Data for the task: Begin
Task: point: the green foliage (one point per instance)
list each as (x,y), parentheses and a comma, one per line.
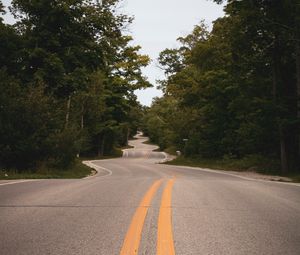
(233,90)
(68,76)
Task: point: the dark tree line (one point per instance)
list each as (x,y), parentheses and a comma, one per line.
(67,77)
(234,91)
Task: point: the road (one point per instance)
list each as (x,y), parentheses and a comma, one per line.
(135,206)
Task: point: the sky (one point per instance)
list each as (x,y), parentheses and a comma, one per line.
(157,25)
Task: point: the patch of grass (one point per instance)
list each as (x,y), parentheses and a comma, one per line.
(76,171)
(255,163)
(149,142)
(171,150)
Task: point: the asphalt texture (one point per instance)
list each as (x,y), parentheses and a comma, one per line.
(212,212)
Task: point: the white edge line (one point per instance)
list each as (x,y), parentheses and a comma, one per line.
(16,182)
(97,168)
(234,175)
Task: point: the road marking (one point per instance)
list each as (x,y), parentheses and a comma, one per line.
(9,183)
(165,243)
(134,233)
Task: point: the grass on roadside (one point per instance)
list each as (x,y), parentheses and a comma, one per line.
(254,163)
(76,171)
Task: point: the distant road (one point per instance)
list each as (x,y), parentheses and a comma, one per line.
(135,206)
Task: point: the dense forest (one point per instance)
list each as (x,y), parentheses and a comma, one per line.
(234,92)
(67,76)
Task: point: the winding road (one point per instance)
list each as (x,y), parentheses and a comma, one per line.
(136,206)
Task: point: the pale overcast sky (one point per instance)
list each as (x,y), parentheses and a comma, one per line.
(156,26)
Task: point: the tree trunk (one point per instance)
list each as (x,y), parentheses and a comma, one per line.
(82,117)
(127,137)
(283,152)
(297,44)
(68,112)
(101,147)
(276,83)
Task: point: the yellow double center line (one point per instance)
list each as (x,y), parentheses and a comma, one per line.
(165,243)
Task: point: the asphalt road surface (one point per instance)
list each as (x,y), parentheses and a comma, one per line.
(135,206)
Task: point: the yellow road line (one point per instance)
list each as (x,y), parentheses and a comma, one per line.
(165,243)
(134,233)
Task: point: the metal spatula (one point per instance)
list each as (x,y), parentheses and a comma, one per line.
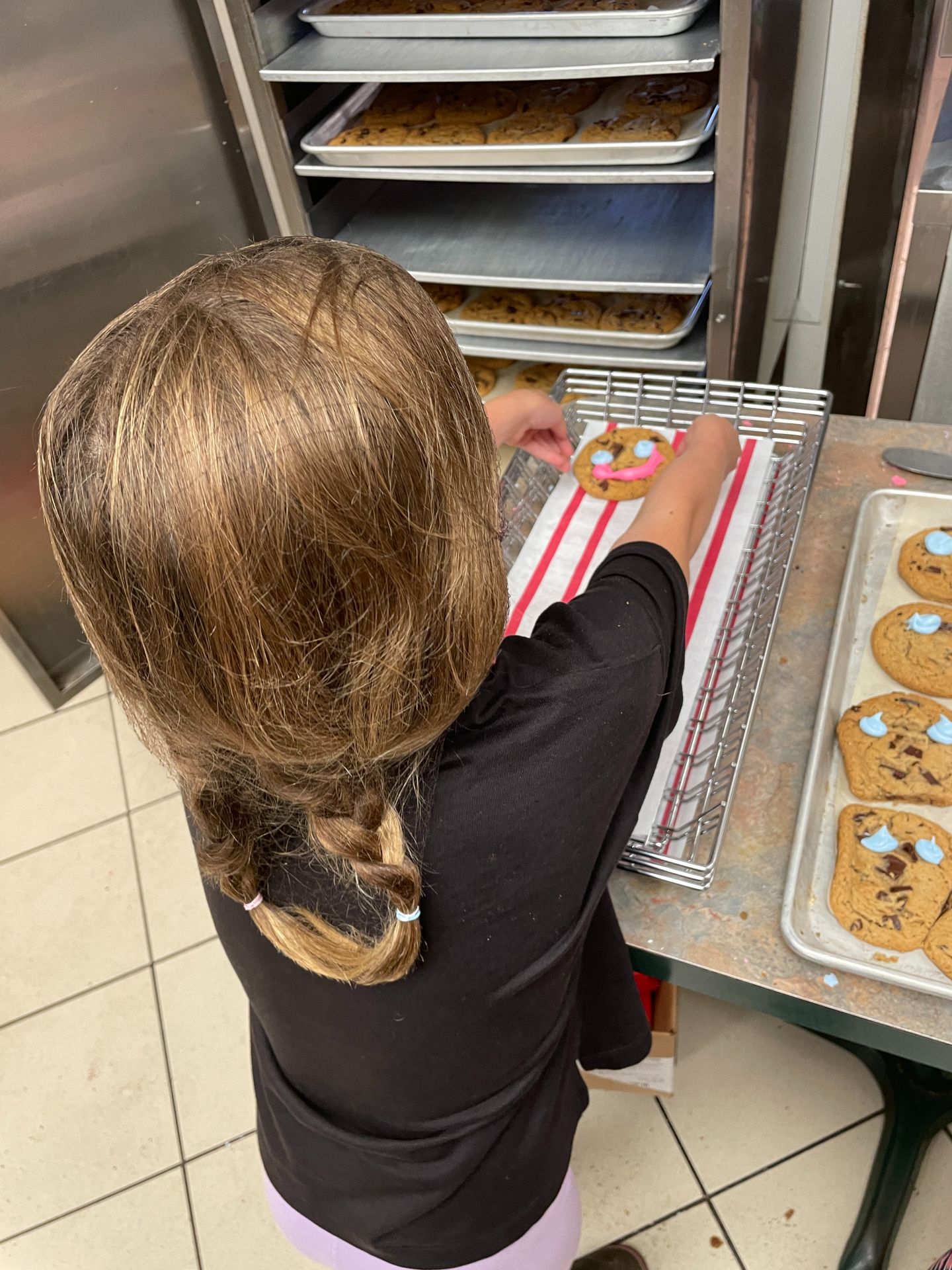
(923,462)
Data for the task: End
[What the task requires] For each line in the data that holds the word "asphalt", copy the line.

[Task solution]
Task: point: the asphalt texture (one point per instance)
Task: point: the asphalt road surface (one point per instance)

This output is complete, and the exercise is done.